§ **WORK TASK**
Note every line in the entries that contains the string "sports", and copy it.

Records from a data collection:
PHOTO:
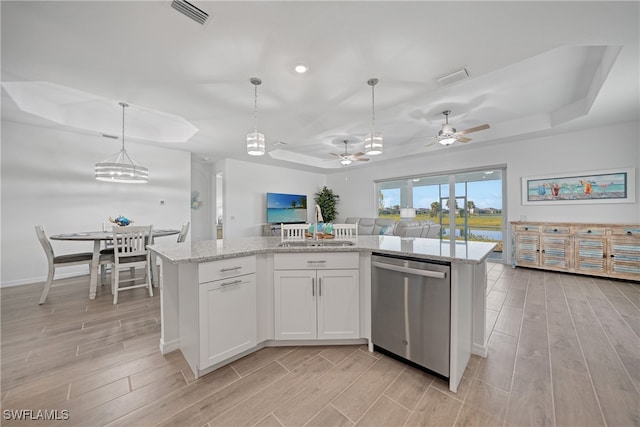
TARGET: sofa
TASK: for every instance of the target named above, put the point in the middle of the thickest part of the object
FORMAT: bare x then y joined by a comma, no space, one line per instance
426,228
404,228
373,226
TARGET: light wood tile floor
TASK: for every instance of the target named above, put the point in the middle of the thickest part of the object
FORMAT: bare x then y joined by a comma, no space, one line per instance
...
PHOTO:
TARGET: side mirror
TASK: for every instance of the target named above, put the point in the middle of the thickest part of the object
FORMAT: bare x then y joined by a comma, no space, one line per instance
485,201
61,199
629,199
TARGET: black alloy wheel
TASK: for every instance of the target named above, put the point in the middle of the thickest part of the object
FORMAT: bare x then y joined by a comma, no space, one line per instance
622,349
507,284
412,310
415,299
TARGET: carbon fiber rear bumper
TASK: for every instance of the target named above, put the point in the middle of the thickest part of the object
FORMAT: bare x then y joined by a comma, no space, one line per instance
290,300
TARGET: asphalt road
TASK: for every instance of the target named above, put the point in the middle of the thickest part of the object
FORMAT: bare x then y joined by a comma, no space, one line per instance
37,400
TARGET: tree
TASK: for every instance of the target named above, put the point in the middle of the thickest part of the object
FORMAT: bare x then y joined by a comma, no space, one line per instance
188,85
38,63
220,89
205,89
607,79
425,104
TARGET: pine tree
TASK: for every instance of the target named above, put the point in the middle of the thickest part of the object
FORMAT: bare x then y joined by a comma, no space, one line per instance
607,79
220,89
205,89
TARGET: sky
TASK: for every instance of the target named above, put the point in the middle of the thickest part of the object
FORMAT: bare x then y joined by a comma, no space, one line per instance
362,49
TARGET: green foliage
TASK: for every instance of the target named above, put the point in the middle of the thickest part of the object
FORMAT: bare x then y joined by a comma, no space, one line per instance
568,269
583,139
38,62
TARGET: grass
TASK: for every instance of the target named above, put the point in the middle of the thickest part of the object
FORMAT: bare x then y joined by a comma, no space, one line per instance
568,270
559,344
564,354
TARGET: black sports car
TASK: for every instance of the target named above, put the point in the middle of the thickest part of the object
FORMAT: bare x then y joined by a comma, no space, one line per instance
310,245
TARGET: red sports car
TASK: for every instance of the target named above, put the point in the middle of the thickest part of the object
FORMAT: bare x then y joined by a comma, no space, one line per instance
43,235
...
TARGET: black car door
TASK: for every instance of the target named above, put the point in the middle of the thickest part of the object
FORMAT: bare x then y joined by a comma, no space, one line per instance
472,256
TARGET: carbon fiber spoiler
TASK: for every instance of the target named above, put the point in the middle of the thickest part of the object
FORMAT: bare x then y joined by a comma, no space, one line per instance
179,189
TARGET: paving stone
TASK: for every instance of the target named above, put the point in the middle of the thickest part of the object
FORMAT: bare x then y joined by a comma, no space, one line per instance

§ **RESPONSE BELOW**
TARGET: black sports car
TARGET: red sports car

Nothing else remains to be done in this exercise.